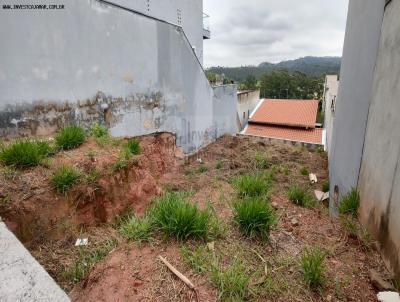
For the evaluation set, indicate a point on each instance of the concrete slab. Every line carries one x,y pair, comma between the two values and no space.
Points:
22,278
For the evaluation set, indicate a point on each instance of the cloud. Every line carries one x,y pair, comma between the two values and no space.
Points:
255,31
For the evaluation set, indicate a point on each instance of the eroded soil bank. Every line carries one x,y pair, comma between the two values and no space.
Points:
49,223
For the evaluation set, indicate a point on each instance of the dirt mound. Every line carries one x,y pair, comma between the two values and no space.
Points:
33,210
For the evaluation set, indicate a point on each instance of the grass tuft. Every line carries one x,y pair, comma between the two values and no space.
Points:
300,196
174,216
137,229
70,137
24,153
254,216
260,162
251,185
63,178
312,267
133,146
232,282
350,203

What the task requires: Omit the pictures and restate the rest of the records verbatim.

Exercise solution:
For the evaluation set, indicate a point on each instance of the concrete slab. Every line carries one x,y pair, comma between the two values and no space.
Points:
22,278
For the evaluation set, indicate a point on each instance of the cloud. Every line carries one x,y pair, comma between the two values and no space.
Points:
255,31
For the evaluation set, indicate a point on each instance of the eroded soil bank. Every line carries one x,y pair, comma between the two values and no space.
Points:
49,223
For the evaluation set, indicate a point on each instance of the dirt mound. Every line carries one x,y pair, comma between the two values and no space.
Points:
33,210
For the evaluation set, indicate a point on each instance of the grass tuft. Every line carries one x,y pair, comma between the two values and no space.
Points:
300,196
174,216
137,229
70,137
24,153
254,216
260,162
251,185
63,178
312,267
133,146
232,282
350,203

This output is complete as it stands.